[[ INPUT FOR THIS TASK, beginning ]]

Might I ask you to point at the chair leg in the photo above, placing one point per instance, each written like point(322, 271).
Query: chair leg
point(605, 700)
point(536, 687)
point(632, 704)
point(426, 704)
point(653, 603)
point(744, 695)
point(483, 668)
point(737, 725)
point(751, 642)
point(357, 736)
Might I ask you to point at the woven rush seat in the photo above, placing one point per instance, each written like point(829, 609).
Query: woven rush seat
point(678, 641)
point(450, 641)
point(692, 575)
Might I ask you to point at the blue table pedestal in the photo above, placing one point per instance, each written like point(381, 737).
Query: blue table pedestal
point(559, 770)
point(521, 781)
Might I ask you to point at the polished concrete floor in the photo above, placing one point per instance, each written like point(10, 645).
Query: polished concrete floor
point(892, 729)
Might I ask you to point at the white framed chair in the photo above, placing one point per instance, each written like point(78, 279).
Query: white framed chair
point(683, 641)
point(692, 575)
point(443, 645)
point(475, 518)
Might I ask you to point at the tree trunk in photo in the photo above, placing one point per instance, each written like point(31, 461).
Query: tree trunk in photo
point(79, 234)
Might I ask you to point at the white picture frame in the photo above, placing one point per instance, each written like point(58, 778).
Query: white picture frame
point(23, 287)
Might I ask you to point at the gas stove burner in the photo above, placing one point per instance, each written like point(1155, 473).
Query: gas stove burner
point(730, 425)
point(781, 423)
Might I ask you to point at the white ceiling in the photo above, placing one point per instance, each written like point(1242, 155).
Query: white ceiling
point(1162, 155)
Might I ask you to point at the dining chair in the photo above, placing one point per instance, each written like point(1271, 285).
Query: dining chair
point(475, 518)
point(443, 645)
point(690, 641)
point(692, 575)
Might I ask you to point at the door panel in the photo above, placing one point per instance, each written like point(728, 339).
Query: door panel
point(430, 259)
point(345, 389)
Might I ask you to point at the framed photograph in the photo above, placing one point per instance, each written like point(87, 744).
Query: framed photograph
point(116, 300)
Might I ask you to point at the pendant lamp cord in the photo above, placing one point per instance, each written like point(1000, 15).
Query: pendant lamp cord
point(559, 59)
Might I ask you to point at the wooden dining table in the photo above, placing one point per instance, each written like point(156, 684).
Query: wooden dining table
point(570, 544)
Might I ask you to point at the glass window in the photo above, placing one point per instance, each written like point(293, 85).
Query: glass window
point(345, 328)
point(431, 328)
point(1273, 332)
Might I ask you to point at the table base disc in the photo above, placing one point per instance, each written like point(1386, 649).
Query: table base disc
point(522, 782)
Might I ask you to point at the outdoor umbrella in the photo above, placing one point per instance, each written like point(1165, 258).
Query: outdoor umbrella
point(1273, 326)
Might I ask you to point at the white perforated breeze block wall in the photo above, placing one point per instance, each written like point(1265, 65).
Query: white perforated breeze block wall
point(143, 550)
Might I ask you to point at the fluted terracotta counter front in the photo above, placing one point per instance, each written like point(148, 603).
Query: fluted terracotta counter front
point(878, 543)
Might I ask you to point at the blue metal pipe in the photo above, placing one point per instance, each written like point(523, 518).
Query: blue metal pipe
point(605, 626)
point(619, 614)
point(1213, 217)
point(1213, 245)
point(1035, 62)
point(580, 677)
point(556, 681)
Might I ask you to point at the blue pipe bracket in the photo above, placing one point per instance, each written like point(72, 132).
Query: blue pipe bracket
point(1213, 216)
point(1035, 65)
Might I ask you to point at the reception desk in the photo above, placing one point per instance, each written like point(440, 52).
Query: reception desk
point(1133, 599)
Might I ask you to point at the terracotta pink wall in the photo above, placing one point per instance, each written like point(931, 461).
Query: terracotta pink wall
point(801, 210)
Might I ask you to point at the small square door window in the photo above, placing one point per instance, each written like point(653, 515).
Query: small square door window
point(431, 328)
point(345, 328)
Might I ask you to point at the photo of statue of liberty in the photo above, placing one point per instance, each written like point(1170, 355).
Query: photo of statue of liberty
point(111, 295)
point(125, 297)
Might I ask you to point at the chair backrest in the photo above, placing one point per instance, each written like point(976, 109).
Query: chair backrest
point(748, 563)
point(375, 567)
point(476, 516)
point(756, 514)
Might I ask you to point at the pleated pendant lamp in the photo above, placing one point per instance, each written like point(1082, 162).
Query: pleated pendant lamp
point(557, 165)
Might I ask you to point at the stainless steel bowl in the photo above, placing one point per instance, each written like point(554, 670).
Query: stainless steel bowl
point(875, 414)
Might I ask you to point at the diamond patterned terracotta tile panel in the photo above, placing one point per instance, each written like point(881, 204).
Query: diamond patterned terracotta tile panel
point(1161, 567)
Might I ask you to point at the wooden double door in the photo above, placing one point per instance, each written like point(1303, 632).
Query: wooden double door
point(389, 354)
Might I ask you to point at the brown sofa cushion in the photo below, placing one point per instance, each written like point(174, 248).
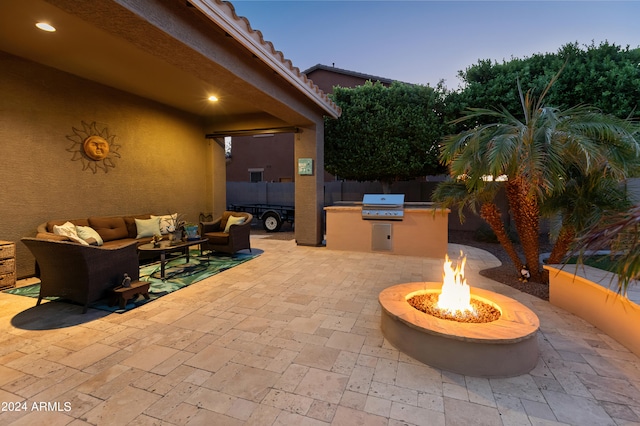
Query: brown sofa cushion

[[ INPUT FOR THIS TASK, end ]]

Each line of the data above should be reproduced without alteration, and no picture should appear in the copy.

SOLUTION TO THIS TASK:
Might I ask you to point at the chair leg in the photo above, placing one point per instance, each written like point(322, 271).
Query: chair leg
point(605, 700)
point(536, 687)
point(632, 704)
point(426, 704)
point(653, 603)
point(744, 695)
point(483, 668)
point(737, 725)
point(751, 642)
point(357, 736)
Might I ask you to point at the woven rush seat in the photo above, placing one point per instance, each written like point(829, 609).
Query: woven rush seat
point(678, 641)
point(450, 641)
point(692, 575)
Might I ask you to point at the blue table pedestal in the photo above, placing one point per instance, each written like point(381, 737).
Query: blue table pedestal
point(559, 770)
point(521, 781)
Might I ask you to point at the polished concrete floor in the photo above, placing one point per instance, each written like point(10, 645).
Query: polished concrete floor
point(892, 729)
Might I ask you to point at the white framed chair in the photo above, placing one point per instance, each written like point(78, 279).
Query: white framed chair
point(683, 641)
point(692, 575)
point(443, 645)
point(475, 518)
Might I ask you to point at the tree trunk in photo in the photo above, placing one point per instance, each written like point(31, 461).
Query: tree trunk in photo
point(79, 234)
Might I ask you to point at the white picture frame in the photo above, placing one point per instance, each written like point(58, 778).
Query: white picture frame
point(23, 287)
Might I ask you to point at the gas stove burner in the photo above, placing one point per instance, each written like point(1155, 473).
Query: gas stove burner
point(730, 425)
point(781, 423)
Might I ask you to point at the white ceiling in the photo above, placing one point per instance, each written like point(1242, 155).
Query: white ceiling
point(1162, 155)
Might I ask you to point at the dining chair in the photo above, placing one point per instance, each written like point(1271, 285).
Query: dining chair
point(475, 518)
point(443, 645)
point(690, 641)
point(692, 575)
Might I ask you to point at the door panel in the photo above, placing one point per instance, each written like point(728, 339).
Query: door panel
point(430, 259)
point(345, 389)
Might I ask you to point at the framed photograph in the photo above, placing one point per instance, each written like point(87, 744).
Query: framed photograph
point(116, 300)
Might I ask you to point at the pendant lamp cord in the photo above, placing one point per instance, each written like point(1000, 15).
Query: pendant lamp cord
point(559, 59)
Might I ask you to point at the wooden dining table in the photo above, placing one point per instance, each written like point(156, 684).
Query: wooden dining table
point(570, 544)
Might I ask you to point at the glass window in the photo above, placing one point per instance, each written like point(293, 85).
Query: glass window
point(345, 328)
point(431, 328)
point(1273, 332)
Might I ask you to point at the table base disc in the photo above, placing one point per instance, each written like point(1386, 649).
Query: table base disc
point(522, 782)
Might I ask you to point at the outdoor umbrella in the photo above, placing one point per instance, each written like point(1165, 258).
Query: outdoor umbrella
point(1273, 326)
Might I ask you to point at the white perforated breeze block wall in the photo above, placing one point per instance, each written like point(1265, 65).
Query: white perforated breeze block wall
point(143, 550)
Might I ask you to point at the fluted terracotta counter front in the photo above, placing one point per instance, each written like point(148, 603).
Query: fluted terracotta counter front
point(878, 543)
Might I ask you to point at the blue metal pipe in the photo above, placing one point per instance, each written like point(523, 518).
Query: blue metal pipe
point(605, 626)
point(619, 614)
point(1213, 217)
point(1213, 245)
point(1035, 62)
point(580, 677)
point(556, 681)
Might I ask you to point at the blue pipe bracket in the photo above, placing one point per instance, each written like point(72, 132).
Query: blue pipe bracket
point(1213, 216)
point(1035, 65)
Might I ask you to point at the reception desk in the photo above, placing one point per instance, each written like point(440, 52).
Query: reception desk
point(1133, 599)
Might I ask you to point at the terracotta pink wall in the photo above, placing one point per instance, each written like point(931, 461).
Query: terracotta pink wall
point(801, 210)
Might I ask you to point at the small square door window in the photo above, placing one point per instance, each written like point(653, 515).
Query: small square door window
point(431, 328)
point(345, 328)
Might I ask you to point at the photo of statue of liberty in the photo above, placing one point per instance, each written like point(1170, 355).
Query: photo of statue of liberty
point(111, 295)
point(125, 297)
Might I ask you to point at the chair backrest in the photo above, placing one point per instance, each written like point(976, 109).
Query: chair backrest
point(748, 563)
point(375, 567)
point(476, 516)
point(756, 514)
Might I ask you to point at the pleated pendant lamp in the photo above, placing one point per instance, each written like point(1082, 162).
Query: pleated pendant lamp
point(557, 165)
Might I ask you to point at the stainless steel bowl in the photo above, placing one point per instance, each written like point(554, 670).
Query: stainless steel bowl
point(875, 414)
Might I ask you to point at the diamond patterned terracotta tile panel in the photo above, placing one point per instance, each written like point(881, 204).
Query: diamond patterned terracotta tile panel
point(1161, 567)
Might I ask you to point at the wooden double door in the photo above, placing one point per instance, each written like point(1303, 632).
Query: wooden double door
point(389, 354)
Might I ask you to point at the brown sofa cushion in the photo below, placing one point per instance, each written like point(174, 248).
Query: brown sofa cushion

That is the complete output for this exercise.